══ Data provided ══
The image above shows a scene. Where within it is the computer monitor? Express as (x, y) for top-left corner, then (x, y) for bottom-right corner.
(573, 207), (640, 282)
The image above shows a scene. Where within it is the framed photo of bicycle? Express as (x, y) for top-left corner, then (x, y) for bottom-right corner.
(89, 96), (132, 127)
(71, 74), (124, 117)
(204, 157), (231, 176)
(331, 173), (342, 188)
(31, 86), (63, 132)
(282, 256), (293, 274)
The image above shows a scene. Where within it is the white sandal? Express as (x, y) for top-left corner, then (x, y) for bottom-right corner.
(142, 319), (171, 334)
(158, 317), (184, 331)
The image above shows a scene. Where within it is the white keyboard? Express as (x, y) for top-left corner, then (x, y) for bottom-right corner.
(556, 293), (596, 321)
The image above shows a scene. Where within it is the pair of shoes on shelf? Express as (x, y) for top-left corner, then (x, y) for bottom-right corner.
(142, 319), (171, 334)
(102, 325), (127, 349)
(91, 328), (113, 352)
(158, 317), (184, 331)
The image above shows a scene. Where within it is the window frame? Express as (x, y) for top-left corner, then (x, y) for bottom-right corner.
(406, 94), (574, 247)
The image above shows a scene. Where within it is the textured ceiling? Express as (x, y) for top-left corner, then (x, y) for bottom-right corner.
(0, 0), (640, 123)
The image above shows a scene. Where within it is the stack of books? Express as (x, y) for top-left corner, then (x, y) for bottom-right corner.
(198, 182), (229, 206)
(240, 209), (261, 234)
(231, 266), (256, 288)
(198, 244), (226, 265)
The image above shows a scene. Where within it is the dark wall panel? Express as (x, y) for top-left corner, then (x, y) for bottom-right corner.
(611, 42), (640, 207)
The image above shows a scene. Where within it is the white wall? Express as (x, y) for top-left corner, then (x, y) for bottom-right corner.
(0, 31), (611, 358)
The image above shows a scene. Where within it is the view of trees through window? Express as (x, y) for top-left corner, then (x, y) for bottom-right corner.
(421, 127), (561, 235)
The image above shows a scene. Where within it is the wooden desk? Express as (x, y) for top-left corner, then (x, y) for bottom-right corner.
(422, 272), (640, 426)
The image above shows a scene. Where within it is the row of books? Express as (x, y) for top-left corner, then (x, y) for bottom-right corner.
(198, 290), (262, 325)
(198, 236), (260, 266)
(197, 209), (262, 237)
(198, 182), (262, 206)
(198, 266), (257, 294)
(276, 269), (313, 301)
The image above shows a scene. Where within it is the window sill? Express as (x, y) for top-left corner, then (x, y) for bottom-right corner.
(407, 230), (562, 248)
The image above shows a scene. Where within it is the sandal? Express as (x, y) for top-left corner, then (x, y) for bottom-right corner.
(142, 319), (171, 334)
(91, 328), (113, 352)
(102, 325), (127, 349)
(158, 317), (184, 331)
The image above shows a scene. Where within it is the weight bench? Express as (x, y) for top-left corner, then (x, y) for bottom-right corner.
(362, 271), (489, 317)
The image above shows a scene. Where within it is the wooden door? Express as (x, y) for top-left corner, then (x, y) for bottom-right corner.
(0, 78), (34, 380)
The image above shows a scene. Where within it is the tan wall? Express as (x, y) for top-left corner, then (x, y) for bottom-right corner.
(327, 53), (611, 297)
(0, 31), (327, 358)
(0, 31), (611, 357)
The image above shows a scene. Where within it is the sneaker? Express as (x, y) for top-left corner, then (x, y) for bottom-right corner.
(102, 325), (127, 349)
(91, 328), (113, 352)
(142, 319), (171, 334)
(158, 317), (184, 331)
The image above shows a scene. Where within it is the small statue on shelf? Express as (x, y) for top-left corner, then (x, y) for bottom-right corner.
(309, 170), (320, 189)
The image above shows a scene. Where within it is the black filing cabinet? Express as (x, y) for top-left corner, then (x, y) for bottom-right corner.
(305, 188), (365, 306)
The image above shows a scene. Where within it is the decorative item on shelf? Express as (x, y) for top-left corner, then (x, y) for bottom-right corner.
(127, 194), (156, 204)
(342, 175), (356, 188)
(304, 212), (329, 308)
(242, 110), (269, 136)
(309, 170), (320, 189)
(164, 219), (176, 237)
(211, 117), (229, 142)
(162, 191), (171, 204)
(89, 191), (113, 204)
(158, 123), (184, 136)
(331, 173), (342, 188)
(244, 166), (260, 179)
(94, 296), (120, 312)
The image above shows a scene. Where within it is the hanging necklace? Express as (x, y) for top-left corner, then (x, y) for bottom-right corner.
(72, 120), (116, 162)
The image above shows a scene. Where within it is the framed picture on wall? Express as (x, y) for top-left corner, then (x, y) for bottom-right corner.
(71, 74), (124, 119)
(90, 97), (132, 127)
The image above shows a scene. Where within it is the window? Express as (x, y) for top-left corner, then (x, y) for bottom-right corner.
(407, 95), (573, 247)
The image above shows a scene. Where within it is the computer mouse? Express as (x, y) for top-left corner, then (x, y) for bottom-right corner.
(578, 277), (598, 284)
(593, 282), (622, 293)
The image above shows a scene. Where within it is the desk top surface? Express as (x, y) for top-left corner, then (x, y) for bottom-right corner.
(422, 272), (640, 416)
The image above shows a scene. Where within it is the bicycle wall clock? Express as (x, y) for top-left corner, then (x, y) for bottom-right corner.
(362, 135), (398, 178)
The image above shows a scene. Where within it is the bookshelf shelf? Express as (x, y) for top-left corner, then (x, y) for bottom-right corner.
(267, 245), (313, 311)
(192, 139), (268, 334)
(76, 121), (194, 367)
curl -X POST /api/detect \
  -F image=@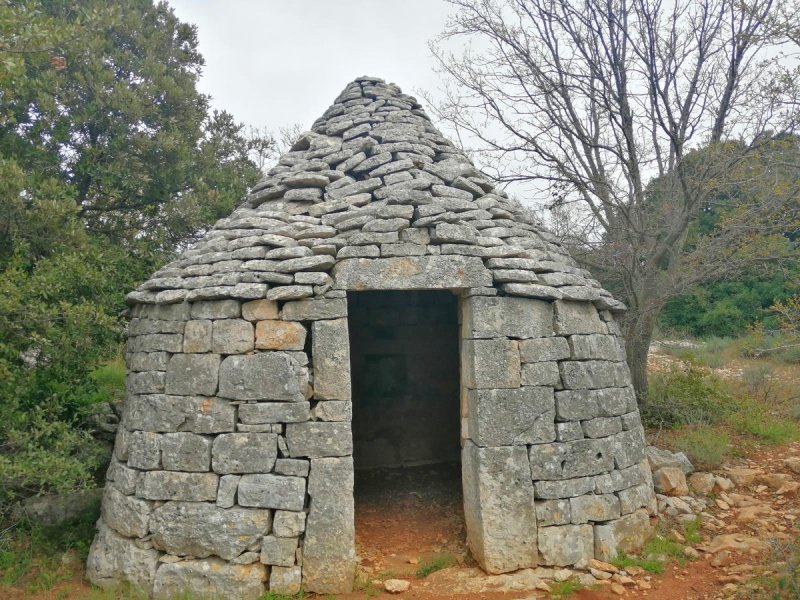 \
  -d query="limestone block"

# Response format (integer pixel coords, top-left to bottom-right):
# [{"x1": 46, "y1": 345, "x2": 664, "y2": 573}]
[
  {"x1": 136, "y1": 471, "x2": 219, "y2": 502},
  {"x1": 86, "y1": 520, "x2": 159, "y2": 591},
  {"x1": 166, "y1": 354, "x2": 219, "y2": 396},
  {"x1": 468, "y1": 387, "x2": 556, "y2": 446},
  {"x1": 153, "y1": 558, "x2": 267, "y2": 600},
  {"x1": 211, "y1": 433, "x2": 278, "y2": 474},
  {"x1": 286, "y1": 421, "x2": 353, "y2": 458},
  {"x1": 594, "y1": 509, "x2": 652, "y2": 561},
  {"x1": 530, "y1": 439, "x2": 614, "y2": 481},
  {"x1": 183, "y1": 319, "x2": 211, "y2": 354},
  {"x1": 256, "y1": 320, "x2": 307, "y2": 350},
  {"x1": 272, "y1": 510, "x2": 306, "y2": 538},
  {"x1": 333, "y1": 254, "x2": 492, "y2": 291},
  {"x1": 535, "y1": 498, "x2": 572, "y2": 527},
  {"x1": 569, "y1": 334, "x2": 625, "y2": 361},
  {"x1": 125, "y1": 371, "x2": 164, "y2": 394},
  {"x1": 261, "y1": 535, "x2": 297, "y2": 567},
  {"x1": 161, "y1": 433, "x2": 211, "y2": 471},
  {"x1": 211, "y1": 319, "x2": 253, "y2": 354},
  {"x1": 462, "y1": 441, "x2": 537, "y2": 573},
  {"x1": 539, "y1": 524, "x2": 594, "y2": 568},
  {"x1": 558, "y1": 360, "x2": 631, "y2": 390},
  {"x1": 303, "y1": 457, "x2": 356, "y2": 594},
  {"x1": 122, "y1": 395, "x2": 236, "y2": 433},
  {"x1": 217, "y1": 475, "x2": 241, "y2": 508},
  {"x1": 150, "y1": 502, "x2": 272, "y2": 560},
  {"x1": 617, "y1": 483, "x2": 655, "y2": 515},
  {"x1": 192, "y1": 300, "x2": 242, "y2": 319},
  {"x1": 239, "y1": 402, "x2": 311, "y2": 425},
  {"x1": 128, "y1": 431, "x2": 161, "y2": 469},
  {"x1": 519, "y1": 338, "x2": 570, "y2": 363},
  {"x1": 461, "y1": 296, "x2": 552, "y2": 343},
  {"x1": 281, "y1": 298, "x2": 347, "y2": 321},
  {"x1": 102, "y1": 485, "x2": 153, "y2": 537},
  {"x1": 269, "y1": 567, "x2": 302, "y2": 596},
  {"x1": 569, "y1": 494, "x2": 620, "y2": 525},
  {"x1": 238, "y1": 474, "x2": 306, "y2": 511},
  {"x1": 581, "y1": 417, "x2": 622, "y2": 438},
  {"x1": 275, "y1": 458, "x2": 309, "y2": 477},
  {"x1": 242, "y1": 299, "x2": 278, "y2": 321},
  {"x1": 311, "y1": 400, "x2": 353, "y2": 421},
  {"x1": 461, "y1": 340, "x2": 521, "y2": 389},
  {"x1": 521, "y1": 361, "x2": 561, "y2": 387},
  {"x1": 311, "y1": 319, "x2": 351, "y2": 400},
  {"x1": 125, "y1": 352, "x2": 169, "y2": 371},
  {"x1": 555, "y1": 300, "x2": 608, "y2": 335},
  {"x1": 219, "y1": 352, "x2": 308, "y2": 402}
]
═══
» **Given request**: Rewrite everything in the listing above, from the line containing "is the hanging" down to the line containing "(76, 121), (194, 367)", as a Markdown table with the columns Row and Line, one numbered row per line, leaving out any blank lines.

» **Output of the task**:
| Row | Line |
|---|---|
| 1 | The image above shows a scene. Where within it is the hanging necklace? Express as (x, y) for top-left corner, then (x, y) for bottom-right corner. |
| 2 | (72, 120), (116, 162) |
| 3 | The image above shows a scene. Where within it is the framed picture on wall? Express as (x, y) for top-left corner, then (x, y) for bottom-right corner. |
| 4 | (71, 74), (124, 119) |
| 5 | (90, 97), (132, 127) |
| 6 | The image above shows a scene. Where within it is the window? Express as (x, y) for top-left corner, then (x, y) for bottom-right corner. |
| 7 | (407, 95), (573, 247) |
| 8 | The image above shows a scene. Where within it is the computer mouse? Express as (x, y) for top-left corner, then (x, y) for bottom-right corner. |
| 9 | (578, 277), (598, 284) |
| 10 | (593, 282), (622, 293) |
| 11 | The image above shows a scene. Where within it is the desk top surface? Express as (x, y) for top-left corner, then (x, y) for bottom-right corner. |
| 12 | (422, 272), (640, 416) |
| 13 | The image above shows a scene. Where within it is the bicycle wall clock? Express as (x, y) for top-left corner, then (x, y) for bottom-right corner. |
| 14 | (362, 135), (398, 178) |
| 15 | The image above shows a scene. Where within it is the bookshelf shelf? Express as (x, y) for top-left corner, then (x, y) for bottom-right corner. |
| 16 | (267, 245), (313, 311) |
| 17 | (192, 139), (268, 334) |
| 18 | (76, 121), (194, 367) |